▸ Text segment:
—————

Before even considering specific project ideas, the big question for me is whether to pursue primarily a creative project, or a traditional paper. Probably the way to make this decision would be to consider how each option aligns with my career goals — which, unhelpfully, are also in flux. So at this point, I think the wisest course would be to choose the project that’s most conceptually exciting to me, and figure out the career element later. This path definitely points me in the direction of a creative project.

As a novelist and short story writer, my first inclination would be to turn to fiction. I’m interested in exploring themes and questions such as:

  • How physical presence and physical artifacts play a role in an AI- or tech-mediated storytelling context
  • How we as humans can understand and (re)claim agency in our futures, given that algorithms (and the companies that control them) can not only predict but also materially influence our behavior
  • How does an author’s engagement with their audience change if they use AI — or if their audience uses AI to interpret the work? Who are we writing for — humans, or the algorithms that feed humans?
  • The forms that an AI-created story may take (if it can even be called a story; is it simply events linked together by chronology, as compared to human stories, which tend to have more of an aspect of causality?) (But how does this account for experimental fiction that may undermine expectations of causality?)
  • Storytelling cycles — e.g., the ways that stories are passed down and evolve between generations; retellings; fanfiction, and other forms that continue a cycle of engagement with and evolution of an “original” story. 
    • In a way, machine learning works in similar cycles of constant iteration and refinement. Does this mean that machines can create their own storytelling traditions? Or is that still impossible, because they’re not creating with intention and intelligence?
  • What does writing (as an inherently personal act, and even more personal when considering forms like memoir) look like when AI — with its depersonalizing and decontextualizing effects — becomes ubiquitous? 

 

My exploration of some of these themes through fiction might take many forms…

  • Short story collection looking at a theme through various lenses
    • Stories of past, present, future; stories to the machine, by the machine, with the machine, against the machine, before the machine… 
    • Or more of a traditional collection where each story offers a different specific/concrete scenario to explore the theme from different angles
  • Multiple versions of the same base narrative, told by human/machine/combination
  • Interactive fiction that crosses the boundary between the digital and concrete worlds
    • Online story that asks readers to engage with their physical surroundings as part of the reading experience
    • Physical interactive story (like a choose your own adventure book) that has a corresponding digital element — e.g., a program or app that readers use that determines some facets of the story
    • A “scavenger hunt” piece of fiction — would this end up looking almost like a video game? Or would it be a hunt around different sites, or different pages on a site? This could be an opportunity to play with flexible narrative sequences, or how a story may still work (just in a different way) if pieces of it are missed.

—————

▸ Material:
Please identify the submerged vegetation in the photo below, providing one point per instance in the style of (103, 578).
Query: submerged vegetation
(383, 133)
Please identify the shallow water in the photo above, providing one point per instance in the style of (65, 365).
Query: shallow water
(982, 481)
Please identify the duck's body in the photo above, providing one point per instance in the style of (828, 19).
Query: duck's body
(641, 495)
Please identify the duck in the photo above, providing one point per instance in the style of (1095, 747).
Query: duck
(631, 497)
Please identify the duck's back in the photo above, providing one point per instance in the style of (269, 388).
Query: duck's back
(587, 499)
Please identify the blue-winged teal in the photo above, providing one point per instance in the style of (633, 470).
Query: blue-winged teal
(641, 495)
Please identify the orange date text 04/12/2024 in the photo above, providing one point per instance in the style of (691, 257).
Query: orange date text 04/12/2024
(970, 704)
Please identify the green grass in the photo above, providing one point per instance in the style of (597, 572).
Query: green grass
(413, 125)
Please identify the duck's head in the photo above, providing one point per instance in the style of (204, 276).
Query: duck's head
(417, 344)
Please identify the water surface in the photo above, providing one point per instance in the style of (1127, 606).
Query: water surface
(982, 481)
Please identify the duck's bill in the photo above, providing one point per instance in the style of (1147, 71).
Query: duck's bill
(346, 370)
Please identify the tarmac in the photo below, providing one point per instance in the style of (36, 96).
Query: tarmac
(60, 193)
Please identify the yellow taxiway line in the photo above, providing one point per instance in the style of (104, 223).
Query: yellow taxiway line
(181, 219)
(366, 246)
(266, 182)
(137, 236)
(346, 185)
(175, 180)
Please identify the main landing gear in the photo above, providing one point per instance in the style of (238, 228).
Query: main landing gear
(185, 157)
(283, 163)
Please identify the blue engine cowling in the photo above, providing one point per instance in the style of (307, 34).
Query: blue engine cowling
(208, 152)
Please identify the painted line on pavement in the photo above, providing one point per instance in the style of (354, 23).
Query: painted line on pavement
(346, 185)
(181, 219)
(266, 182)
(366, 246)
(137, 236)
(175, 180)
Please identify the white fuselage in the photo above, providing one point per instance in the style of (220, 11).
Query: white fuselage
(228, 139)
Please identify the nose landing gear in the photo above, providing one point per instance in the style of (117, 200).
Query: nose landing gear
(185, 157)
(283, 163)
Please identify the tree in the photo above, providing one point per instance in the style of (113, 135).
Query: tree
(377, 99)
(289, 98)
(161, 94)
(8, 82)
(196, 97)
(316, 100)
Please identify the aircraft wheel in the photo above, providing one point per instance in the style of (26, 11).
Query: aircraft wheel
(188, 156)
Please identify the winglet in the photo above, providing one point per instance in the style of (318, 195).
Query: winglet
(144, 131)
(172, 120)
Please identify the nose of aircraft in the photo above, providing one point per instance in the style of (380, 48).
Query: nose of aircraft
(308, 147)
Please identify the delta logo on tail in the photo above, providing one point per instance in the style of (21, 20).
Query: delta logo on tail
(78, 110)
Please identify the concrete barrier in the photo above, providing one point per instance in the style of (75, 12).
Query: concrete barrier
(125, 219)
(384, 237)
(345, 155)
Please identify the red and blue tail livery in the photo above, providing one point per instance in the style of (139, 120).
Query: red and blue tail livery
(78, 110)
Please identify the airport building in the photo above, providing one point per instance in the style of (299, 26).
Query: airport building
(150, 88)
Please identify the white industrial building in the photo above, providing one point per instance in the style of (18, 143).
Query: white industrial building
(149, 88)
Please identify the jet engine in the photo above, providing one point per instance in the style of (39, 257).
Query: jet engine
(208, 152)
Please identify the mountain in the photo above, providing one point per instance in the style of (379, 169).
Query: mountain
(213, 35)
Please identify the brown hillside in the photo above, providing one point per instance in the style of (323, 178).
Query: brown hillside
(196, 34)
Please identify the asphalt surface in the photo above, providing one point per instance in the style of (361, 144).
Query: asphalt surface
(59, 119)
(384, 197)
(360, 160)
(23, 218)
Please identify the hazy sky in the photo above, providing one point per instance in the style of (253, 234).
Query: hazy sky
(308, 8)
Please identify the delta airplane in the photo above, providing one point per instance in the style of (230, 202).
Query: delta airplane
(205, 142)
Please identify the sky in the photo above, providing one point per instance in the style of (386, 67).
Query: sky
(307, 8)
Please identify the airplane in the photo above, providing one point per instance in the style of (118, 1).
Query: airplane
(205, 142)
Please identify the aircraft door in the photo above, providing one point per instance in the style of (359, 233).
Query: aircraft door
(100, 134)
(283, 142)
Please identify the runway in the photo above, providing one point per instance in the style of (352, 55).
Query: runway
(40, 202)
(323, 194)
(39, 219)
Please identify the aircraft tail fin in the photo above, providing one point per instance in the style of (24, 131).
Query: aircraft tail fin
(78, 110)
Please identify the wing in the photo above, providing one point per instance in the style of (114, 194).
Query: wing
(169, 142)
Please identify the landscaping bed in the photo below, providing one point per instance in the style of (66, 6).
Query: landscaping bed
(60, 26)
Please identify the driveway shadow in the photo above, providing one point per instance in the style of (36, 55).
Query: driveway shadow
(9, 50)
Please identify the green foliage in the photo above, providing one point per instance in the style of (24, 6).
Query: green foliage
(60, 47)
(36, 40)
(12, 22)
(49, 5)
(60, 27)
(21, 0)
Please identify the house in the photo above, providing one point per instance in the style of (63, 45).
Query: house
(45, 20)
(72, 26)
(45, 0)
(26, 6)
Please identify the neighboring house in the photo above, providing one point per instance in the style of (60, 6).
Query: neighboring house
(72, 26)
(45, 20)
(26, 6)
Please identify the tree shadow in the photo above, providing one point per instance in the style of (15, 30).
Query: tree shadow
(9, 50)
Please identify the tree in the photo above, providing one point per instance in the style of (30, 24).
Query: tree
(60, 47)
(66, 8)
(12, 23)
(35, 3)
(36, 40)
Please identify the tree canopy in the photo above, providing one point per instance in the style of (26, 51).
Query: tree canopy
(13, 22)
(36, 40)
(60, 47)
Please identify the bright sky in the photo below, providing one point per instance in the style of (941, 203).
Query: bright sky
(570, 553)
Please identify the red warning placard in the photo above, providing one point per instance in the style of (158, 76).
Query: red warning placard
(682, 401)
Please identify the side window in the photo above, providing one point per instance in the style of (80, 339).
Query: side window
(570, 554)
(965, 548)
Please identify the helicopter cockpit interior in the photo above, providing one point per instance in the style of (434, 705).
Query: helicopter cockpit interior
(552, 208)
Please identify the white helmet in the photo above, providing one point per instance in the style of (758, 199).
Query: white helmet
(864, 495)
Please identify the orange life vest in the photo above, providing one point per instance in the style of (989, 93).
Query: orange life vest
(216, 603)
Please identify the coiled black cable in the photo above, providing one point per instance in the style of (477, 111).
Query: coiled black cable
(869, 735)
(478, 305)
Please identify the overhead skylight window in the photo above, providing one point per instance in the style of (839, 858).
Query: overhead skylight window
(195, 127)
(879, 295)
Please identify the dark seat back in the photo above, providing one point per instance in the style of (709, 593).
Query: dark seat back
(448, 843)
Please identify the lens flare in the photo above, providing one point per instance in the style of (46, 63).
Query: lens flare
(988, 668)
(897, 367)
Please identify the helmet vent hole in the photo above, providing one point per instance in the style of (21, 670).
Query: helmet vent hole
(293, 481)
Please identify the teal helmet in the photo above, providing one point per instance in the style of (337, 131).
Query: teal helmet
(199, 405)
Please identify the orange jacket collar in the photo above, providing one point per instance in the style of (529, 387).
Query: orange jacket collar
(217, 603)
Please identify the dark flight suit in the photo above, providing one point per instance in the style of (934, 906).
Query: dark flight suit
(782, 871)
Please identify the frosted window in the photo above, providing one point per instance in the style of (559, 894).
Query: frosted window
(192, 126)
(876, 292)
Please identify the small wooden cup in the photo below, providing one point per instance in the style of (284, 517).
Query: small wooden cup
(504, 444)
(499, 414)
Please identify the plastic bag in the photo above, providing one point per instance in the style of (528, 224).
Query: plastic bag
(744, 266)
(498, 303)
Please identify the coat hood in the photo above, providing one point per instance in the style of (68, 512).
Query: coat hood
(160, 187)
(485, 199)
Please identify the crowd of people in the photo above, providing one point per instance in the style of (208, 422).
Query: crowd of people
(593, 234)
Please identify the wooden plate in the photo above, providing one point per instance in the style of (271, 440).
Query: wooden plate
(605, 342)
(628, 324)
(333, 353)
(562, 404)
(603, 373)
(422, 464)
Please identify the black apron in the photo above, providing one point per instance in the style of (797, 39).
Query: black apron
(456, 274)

—————

▸ Task goal:
Answer these questions from the project notes:
1. What two kinds of fiction writer does the writer identify as?
2. Which kind of project does choosing the most conceptually exciting option point toward?
3. What sort of book is named as a comparison for the physical interactive story?
The data is material separate from the project notes.

▸ Correct output:
1. A novelist and a short story writer.
2. A creative project.
3. A choose your own adventure book.